### Problem statement
Leave the images aside and copy out the whole listing, exact to the word.

--------------------

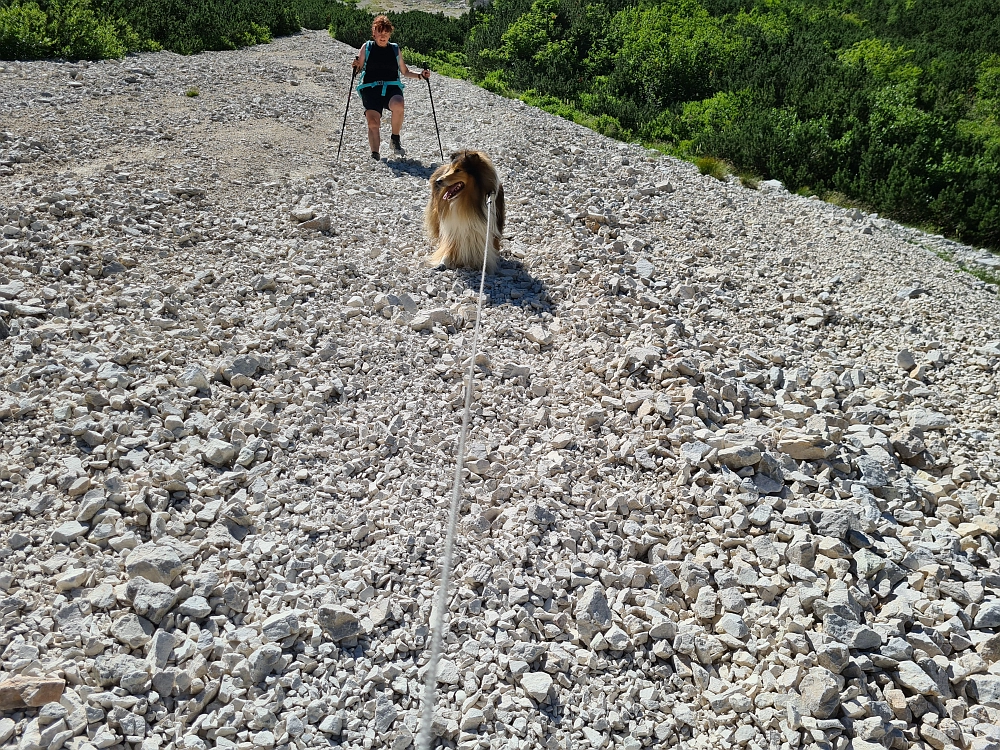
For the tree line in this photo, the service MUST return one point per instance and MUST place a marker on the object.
(891, 104)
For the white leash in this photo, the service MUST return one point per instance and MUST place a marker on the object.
(424, 737)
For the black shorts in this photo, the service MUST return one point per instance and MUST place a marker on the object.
(373, 99)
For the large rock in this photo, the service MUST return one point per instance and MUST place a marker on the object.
(218, 452)
(985, 689)
(150, 600)
(537, 685)
(592, 613)
(925, 419)
(132, 630)
(805, 447)
(739, 456)
(68, 532)
(820, 691)
(850, 633)
(23, 691)
(154, 562)
(988, 615)
(280, 626)
(911, 676)
(337, 622)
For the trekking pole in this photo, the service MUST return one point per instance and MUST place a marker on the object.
(436, 129)
(346, 110)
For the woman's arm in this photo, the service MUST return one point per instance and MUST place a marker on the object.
(359, 62)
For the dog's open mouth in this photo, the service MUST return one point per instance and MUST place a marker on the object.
(454, 190)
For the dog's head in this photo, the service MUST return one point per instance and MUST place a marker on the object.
(469, 172)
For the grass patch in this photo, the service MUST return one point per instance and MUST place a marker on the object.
(713, 167)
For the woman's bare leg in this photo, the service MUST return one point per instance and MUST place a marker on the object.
(374, 123)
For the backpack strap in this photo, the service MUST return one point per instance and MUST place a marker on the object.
(383, 84)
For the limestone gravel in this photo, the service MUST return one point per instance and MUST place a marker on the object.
(733, 463)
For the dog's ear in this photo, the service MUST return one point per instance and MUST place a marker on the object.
(481, 165)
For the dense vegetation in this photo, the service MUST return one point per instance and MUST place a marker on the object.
(894, 104)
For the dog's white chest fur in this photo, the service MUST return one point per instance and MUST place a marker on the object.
(466, 238)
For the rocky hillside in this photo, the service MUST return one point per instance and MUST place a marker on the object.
(734, 452)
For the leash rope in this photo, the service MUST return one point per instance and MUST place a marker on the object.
(424, 737)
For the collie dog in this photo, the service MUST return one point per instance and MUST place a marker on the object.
(455, 217)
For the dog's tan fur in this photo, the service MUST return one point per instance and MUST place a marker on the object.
(458, 223)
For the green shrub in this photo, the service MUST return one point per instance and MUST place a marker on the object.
(712, 167)
(23, 32)
(191, 26)
(63, 28)
(451, 64)
(350, 24)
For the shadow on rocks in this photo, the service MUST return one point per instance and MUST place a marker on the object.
(513, 284)
(412, 168)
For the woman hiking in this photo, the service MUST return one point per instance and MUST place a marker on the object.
(381, 85)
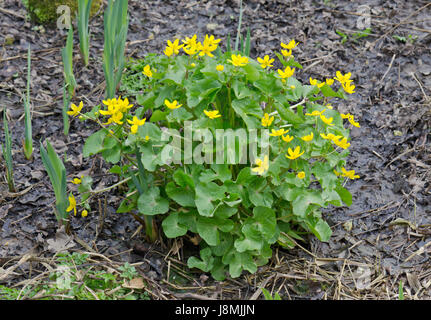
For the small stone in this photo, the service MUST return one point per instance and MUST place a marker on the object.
(348, 225)
(9, 40)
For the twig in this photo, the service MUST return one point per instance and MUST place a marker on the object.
(420, 85)
(12, 13)
(387, 71)
(399, 156)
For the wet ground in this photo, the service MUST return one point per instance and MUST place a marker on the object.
(384, 237)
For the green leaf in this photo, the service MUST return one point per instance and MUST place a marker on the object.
(223, 172)
(197, 91)
(268, 85)
(250, 111)
(252, 71)
(301, 203)
(180, 195)
(263, 221)
(172, 226)
(183, 179)
(151, 203)
(176, 72)
(158, 115)
(94, 143)
(207, 262)
(241, 261)
(345, 195)
(205, 194)
(257, 229)
(287, 114)
(308, 91)
(112, 151)
(208, 229)
(241, 90)
(328, 92)
(128, 204)
(319, 228)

--------------------

### Answer section
For the tree line in this photo, the service MUST return one point per instance and MUST place a marker on the object.
(891, 104)
For the white leash in this photo, the service MUST return one point per instance and MUST place a marker on the object.
(424, 737)
For the black shorts in this photo, the service MUST return one point per instance and MUST place a marker on the object.
(373, 99)
For the large rock in this photo, the service MUST return one point per instance and MUST place a marker on the object.
(218, 452)
(985, 689)
(150, 600)
(537, 685)
(592, 613)
(925, 419)
(132, 630)
(805, 447)
(739, 456)
(68, 532)
(820, 691)
(850, 633)
(23, 691)
(154, 562)
(988, 615)
(280, 626)
(911, 676)
(337, 622)
For the trekking pole in this photo, the service MUST return one point per instance and MUST place a marker on the object.
(436, 129)
(346, 110)
For the woman's arm in this photo, the service MUST return one point per instance and MUST place a marker on the object.
(359, 62)
For the dog's open mouth in this photo, the service MUST return one point per instance and MUST place a marker on the object.
(454, 190)
For the dog's head in this photo, the service MUST return one point per instance and MUST place a marker on the object.
(469, 172)
For the grass patch in this photo, the service MUST return one point per instance and MUST place a marker on the object.
(713, 167)
For the woman's bare leg in this photo, the service MUST return one point per instance and MUST place a marker on the object.
(374, 123)
For the backpack strap in this photo, the service MUST return one point per instance and MUST place a marker on the object.
(383, 84)
For the limestone gravel in this photo, the service MUST return one point per instance and MUST place a marker on the object.
(733, 463)
For the dog's ear in this photo, the service MUST return one point per instance and MUST place a marker on the object.
(481, 165)
For the dense vegetation in this photo, the service MUST return one point per instance and MUST place a marker on the object.
(894, 104)
For the dog's white chest fur in this photo, the service MUST return one point per instance and MUST place a marker on the object.
(466, 238)
For the rocky hillside in this photo, the service MUST return one point per instance and MUST place a marker on the object.
(734, 452)
For the leash rope in this photo, the service MUST return one point per instance and MUST place a marker on the object.
(424, 737)
For the collie dog in this photo, the service MUST return one point per instance and MUST place a marker on the object.
(455, 217)
For the dog's tan fur in this photo, the service MUST return one point per instance and MUST place a marker on the object.
(458, 223)
For the green shrub in this photo, the service MUST return one point per instance and MUST place a marker on the object.
(712, 167)
(23, 32)
(191, 26)
(63, 28)
(451, 64)
(350, 24)
For the shadow on rocks in this photo, the service MUST return one point per instance and MUST place a marker on the object.
(513, 284)
(412, 168)
For the woman hiking in this photo, the service MUST return one point per instance and MUST place a marker on the object.
(381, 85)
For the small stone in this photo, the service MUST return one point per instance and MUST place a marker on the object.
(348, 225)
(9, 40)
For the twig in this photo, the service MUST return one point per instance and MUST place a marker on the object.
(420, 85)
(12, 13)
(387, 71)
(399, 156)
For the wet ground in this photo, the service MUST return one point per instance and MUST place a marker on the object.
(384, 237)
For the green leaf in this photo, the service MUST return one point per instance and MUST place a marker on the object.
(223, 172)
(197, 91)
(268, 85)
(250, 111)
(252, 71)
(301, 203)
(180, 195)
(263, 221)
(172, 226)
(183, 179)
(151, 203)
(176, 72)
(158, 115)
(94, 143)
(207, 262)
(241, 261)
(345, 195)
(205, 194)
(257, 229)
(287, 114)
(308, 91)
(112, 151)
(208, 229)
(241, 90)
(328, 92)
(128, 204)
(319, 228)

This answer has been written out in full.